* _AIM_
In the text on property investment cash flow, what was planned in the town where Amanda lived?

Prepare financially for investment opportunities

Nasty surprise from bad cash flow projections

There are plenty of property investment opportunities across the UK. With good research skills and the help of property experts, you’ll be able to pinpoint the best places to invest in property UK. However, unless you get your cash flow projections right, even the best investment opportunities could turn out to be investment nightmares.

It’s important to prepare financially for your property investment. Some property investment companies pay little heed to what happens after you’ve completed on an investment property. We understand that your property investment is a long-term commitment, and why cash flow is important to the buy-to-let investor.

If you don’t properly assess your cash flow by accounting for all eventualities, you could find yourself in the same situation to the one in which Amanda found herself – and it won’t be pretty.

When repairs put investment finances beyond repair

Amanda wanted to invest in property. The economy in the town where she lived was booming. There was a new railway station planned, and the new services would encourage growth in the commuter populations.

* _MATERIAL_
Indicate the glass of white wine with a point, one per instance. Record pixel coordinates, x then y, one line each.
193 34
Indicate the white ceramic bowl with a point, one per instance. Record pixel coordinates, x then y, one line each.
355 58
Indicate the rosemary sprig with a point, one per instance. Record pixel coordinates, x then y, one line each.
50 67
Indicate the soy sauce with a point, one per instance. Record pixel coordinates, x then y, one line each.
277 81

* _RESPONSE_
A new railway station.